## Begin

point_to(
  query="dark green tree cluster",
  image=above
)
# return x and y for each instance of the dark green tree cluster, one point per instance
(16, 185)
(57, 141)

## End

→ **STATED GOAL**
Write out all of the lines above again, requests included, and multiply every x and y coordinate in the answers by 0.4, rounding each result to a whole number with halves going up.

→ **THE OUTPUT**
point_to(
  query="dark green tree cluster",
  image=above
)
# return x and y for each instance of the dark green tree cluster, one point per instance
(6, 74)
(23, 56)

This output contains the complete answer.